__任务目标__
请列出下方数据中含有字符串“house”的每一行，并原样抄出，匹配时区分大小写。

__所给数据__
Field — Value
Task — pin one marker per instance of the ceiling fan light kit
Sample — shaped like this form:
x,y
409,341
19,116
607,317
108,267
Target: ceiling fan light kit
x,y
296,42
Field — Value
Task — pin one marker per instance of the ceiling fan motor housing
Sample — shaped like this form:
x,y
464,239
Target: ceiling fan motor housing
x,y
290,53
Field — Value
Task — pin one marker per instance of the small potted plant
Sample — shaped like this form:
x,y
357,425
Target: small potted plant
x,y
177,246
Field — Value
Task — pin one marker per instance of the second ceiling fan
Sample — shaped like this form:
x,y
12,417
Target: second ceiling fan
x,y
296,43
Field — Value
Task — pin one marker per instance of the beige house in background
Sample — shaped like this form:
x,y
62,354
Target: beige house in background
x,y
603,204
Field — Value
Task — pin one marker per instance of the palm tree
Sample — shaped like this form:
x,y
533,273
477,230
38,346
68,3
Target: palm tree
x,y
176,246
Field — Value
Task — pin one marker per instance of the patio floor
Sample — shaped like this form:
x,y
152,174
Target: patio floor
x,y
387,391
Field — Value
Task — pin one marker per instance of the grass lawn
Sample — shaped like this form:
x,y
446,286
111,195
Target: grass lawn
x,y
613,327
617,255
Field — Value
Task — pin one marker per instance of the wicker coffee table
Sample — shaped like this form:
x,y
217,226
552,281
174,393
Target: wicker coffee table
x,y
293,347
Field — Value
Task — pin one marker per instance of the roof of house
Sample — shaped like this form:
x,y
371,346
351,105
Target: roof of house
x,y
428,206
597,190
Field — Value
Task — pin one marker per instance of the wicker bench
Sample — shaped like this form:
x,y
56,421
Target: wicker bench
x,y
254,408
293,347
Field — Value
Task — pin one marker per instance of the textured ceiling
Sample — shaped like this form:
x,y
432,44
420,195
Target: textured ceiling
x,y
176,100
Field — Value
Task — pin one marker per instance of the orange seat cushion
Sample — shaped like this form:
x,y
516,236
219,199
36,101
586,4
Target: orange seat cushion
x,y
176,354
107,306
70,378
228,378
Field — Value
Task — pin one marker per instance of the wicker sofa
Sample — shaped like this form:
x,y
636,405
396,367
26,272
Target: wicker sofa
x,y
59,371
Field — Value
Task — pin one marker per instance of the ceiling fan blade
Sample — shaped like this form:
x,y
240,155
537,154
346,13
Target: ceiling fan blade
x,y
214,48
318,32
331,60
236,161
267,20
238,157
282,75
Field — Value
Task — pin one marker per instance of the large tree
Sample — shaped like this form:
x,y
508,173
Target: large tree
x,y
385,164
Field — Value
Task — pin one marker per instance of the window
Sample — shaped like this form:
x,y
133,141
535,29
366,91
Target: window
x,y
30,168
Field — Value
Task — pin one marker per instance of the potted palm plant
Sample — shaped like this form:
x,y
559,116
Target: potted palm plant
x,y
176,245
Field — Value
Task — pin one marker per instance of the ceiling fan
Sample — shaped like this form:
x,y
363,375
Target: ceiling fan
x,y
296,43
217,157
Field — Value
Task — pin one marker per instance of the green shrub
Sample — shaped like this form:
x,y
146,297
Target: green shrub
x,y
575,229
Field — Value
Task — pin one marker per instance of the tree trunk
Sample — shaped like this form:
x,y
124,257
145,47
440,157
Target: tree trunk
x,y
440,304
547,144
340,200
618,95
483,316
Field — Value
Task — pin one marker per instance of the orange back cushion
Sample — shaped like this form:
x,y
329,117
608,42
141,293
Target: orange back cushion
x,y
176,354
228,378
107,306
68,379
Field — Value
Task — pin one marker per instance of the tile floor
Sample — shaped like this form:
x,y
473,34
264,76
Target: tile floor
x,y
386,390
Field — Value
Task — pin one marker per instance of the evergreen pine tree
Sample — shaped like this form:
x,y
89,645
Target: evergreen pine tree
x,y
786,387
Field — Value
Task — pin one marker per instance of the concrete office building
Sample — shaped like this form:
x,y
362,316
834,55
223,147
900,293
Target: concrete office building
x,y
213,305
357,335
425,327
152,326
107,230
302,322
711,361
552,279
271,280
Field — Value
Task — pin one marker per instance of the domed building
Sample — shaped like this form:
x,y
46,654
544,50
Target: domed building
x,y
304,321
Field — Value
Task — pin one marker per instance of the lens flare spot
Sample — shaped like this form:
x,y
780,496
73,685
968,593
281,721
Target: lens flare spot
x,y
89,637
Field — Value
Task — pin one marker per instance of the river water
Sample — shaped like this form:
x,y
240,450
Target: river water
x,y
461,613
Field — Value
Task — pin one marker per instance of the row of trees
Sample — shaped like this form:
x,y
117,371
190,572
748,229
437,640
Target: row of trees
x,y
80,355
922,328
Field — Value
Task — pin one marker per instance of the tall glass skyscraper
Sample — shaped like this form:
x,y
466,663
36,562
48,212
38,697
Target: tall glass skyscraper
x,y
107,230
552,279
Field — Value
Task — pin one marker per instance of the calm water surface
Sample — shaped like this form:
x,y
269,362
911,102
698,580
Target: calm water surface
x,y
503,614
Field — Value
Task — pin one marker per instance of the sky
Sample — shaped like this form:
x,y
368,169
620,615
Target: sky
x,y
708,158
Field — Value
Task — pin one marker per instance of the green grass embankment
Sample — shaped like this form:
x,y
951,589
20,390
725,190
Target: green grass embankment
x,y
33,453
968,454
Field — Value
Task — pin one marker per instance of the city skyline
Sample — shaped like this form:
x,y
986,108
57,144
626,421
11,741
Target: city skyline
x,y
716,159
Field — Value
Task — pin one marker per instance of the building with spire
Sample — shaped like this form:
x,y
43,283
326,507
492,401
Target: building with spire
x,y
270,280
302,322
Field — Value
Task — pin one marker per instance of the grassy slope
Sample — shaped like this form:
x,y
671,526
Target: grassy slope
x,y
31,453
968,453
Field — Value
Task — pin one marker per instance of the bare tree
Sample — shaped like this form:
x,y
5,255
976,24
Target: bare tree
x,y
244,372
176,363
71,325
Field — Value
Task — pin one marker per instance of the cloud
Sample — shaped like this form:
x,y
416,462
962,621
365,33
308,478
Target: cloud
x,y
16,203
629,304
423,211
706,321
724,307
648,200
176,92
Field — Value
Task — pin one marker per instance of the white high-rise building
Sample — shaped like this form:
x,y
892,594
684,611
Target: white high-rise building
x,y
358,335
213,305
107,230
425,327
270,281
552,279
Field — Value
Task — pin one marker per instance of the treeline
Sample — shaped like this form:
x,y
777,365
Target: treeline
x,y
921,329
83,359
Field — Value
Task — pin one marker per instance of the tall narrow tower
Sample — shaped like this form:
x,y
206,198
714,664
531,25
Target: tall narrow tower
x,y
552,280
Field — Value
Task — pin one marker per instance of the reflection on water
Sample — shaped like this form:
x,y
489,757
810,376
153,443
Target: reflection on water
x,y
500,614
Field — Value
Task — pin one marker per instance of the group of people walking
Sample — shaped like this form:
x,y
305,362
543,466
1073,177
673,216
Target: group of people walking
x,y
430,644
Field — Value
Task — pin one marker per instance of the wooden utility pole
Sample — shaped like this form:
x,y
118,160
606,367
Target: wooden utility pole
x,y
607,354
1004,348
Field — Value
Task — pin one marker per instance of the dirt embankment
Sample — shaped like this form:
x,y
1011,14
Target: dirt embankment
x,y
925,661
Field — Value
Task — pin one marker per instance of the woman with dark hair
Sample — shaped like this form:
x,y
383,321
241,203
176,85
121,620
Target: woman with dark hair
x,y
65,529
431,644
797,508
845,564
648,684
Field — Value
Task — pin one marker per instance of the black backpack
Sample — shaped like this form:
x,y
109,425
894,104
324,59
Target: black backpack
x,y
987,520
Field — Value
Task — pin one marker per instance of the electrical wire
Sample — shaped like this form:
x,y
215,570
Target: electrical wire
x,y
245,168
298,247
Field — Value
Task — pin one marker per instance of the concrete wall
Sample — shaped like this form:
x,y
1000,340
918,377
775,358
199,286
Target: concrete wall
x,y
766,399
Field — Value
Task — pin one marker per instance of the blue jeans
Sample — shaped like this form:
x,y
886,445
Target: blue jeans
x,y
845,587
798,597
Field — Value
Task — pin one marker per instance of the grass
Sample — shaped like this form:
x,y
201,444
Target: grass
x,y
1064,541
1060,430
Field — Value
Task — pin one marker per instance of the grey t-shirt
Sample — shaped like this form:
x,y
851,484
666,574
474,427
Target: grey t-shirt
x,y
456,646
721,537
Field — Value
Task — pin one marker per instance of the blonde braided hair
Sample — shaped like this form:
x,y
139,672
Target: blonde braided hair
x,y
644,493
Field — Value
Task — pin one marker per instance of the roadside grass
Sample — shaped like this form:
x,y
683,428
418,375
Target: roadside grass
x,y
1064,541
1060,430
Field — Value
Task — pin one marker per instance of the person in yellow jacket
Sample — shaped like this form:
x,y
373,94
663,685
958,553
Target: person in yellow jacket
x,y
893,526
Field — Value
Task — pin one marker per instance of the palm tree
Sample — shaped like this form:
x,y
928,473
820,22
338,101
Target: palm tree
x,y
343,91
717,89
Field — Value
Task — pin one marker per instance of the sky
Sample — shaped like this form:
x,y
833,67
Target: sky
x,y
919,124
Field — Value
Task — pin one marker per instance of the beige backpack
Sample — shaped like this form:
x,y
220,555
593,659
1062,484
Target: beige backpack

__回答__
Task — pin one marker per instance of the beige house in background
Target: beige house in background
Task — pin one marker per instance of the roof of house
Target: roof of house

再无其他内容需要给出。